## PROBLEM TO WORK ON
Filter the listing below, copying every line that contains the word "green". Match case exactly.

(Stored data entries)
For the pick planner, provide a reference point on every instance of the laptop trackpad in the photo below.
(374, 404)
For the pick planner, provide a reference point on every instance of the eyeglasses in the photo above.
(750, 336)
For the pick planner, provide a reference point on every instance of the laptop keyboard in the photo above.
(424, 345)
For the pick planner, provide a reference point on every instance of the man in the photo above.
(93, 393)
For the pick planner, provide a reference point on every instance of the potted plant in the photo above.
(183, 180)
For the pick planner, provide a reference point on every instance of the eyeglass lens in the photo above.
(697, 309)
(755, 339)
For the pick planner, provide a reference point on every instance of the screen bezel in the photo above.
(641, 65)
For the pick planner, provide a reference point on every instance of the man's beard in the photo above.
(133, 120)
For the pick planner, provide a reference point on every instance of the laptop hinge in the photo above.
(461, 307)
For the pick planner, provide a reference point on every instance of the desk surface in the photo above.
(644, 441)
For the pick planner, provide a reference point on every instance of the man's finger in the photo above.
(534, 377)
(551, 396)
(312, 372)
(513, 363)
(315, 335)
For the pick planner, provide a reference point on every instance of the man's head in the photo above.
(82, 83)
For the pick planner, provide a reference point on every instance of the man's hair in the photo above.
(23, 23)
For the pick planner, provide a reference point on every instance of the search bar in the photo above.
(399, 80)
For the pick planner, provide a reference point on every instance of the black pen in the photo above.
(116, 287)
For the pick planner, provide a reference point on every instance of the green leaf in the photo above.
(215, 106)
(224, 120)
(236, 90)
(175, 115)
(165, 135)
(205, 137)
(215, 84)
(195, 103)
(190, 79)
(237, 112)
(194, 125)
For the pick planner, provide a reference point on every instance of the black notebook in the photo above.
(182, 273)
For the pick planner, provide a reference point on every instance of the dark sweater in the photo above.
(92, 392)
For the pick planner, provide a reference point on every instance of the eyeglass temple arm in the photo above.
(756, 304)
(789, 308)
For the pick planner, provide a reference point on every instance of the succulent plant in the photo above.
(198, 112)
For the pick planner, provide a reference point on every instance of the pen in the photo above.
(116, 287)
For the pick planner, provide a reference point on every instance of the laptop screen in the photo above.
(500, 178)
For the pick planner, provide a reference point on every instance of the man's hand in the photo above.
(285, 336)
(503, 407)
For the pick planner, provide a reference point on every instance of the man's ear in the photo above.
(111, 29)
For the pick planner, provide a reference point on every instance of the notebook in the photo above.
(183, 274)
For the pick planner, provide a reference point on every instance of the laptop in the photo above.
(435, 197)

--

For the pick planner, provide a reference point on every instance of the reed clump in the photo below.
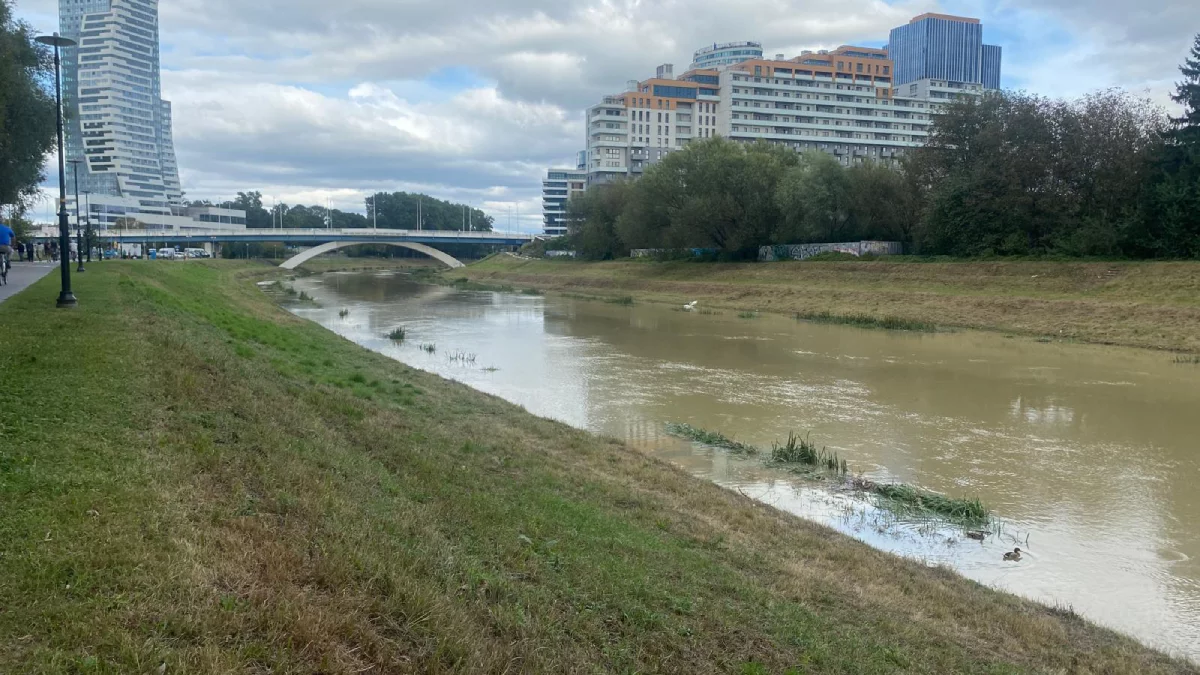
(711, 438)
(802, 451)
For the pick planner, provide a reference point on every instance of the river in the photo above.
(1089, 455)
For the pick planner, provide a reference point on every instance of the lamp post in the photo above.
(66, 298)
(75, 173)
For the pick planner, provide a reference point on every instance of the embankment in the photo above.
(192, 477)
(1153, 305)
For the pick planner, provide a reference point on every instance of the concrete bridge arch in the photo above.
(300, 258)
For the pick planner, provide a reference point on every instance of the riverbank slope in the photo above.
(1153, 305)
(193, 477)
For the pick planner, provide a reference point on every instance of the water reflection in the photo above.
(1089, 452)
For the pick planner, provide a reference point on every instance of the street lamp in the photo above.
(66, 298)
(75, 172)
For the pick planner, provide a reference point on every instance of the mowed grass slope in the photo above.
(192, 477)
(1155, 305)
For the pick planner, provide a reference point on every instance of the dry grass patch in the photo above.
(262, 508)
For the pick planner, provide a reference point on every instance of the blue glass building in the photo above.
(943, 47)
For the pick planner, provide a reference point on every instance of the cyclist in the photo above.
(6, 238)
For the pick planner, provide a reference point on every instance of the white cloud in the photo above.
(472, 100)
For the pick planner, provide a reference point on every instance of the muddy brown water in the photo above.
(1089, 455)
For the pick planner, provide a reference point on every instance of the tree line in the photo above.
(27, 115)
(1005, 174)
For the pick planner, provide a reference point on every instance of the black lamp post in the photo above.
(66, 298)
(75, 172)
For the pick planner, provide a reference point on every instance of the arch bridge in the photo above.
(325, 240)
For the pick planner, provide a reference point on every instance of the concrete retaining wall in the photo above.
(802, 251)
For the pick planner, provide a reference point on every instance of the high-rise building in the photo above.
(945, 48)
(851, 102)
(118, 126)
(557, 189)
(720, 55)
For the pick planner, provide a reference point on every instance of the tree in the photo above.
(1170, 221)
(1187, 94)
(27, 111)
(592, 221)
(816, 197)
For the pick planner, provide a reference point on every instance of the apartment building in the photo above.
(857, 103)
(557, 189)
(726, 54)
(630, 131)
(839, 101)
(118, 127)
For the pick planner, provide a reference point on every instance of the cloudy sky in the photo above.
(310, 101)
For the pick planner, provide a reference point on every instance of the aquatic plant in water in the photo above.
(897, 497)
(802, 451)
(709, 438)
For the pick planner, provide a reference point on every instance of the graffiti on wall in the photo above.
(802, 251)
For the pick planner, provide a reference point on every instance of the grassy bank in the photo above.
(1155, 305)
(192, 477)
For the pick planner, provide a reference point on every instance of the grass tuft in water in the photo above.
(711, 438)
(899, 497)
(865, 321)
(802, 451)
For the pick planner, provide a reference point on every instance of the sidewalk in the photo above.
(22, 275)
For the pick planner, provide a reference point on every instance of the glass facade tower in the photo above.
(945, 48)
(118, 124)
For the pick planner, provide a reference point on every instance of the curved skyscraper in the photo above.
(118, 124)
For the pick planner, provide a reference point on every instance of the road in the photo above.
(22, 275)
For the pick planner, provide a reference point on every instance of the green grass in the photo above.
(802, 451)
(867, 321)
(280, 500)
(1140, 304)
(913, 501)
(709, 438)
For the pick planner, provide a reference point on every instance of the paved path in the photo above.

## ANSWER TO THIS PROBLEM
For the pick planner, provide a reference point on every instance of the green leaf in the photo above.
For the pick planner, provide a reference point on every instance of the green grass in the photo above.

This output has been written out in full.